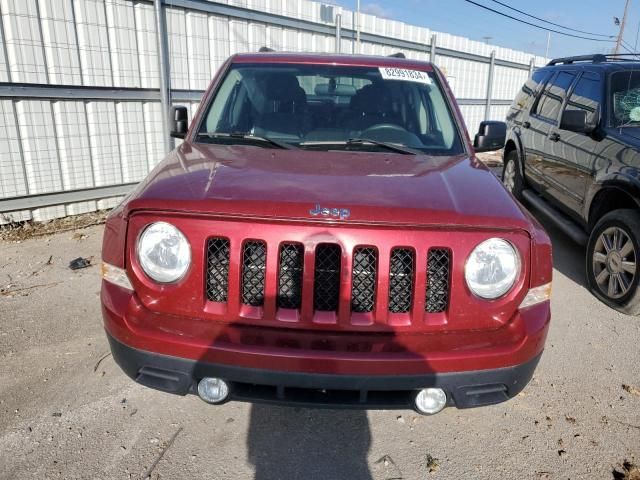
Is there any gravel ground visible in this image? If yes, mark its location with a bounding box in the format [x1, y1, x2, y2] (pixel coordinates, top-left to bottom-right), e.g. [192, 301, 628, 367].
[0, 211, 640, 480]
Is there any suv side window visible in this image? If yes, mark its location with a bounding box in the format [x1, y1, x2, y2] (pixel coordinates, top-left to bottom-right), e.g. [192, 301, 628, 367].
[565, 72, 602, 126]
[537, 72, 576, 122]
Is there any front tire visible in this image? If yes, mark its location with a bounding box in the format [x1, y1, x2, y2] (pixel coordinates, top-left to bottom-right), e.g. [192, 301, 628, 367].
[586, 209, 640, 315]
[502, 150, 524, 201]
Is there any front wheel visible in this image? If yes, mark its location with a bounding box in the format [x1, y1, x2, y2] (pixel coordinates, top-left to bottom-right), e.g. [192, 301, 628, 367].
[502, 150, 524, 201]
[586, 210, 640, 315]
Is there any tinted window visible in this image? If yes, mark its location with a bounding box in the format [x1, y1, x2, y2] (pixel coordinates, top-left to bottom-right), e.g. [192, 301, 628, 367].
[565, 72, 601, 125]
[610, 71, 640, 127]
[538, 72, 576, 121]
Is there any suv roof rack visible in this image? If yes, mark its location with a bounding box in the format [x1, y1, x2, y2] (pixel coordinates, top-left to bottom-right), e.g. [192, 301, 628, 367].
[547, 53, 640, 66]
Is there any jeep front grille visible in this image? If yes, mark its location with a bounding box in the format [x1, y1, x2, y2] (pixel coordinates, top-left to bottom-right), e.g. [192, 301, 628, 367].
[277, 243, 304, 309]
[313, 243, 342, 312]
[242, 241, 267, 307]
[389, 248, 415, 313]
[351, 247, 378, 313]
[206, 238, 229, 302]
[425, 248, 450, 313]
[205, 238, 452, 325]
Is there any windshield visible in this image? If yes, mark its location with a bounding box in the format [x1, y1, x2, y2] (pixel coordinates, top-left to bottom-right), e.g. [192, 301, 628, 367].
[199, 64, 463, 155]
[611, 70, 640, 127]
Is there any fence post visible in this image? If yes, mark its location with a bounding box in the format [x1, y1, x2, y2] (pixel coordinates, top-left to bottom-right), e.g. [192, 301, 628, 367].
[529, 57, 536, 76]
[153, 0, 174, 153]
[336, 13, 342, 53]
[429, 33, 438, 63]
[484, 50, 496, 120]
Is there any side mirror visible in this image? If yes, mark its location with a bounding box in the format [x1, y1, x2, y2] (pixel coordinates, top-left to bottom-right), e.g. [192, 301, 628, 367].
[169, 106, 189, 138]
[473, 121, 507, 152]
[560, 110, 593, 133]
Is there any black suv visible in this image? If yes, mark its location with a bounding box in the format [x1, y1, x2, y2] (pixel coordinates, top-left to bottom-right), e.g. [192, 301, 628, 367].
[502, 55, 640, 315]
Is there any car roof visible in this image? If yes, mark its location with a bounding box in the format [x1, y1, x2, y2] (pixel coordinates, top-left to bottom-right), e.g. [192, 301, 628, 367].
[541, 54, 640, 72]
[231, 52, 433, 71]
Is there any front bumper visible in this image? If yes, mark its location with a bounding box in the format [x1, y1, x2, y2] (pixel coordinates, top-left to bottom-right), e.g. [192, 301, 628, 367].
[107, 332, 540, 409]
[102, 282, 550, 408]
◇ ◇ ◇ ◇ ◇
Rewrite everything from the start of the listing down to and including the line containing "[537, 72, 576, 122]", replacing "suv side window" with "car side window" and changing nothing else. Omit the picture.

Is there any gravel ground visible in this image? If yes, mark its location with a bounding box in the format [x1, y1, x2, y2] (pixel coordinates, top-left to bottom-right), e.g. [192, 301, 628, 367].
[0, 211, 640, 480]
Is there any car side window visible in this image? If yes, mark its location with a bounding box in the format [x1, y1, x2, y2] (pixel coordinates, top-left to bottom-right), e.g. [192, 301, 628, 367].
[565, 72, 602, 126]
[537, 72, 576, 122]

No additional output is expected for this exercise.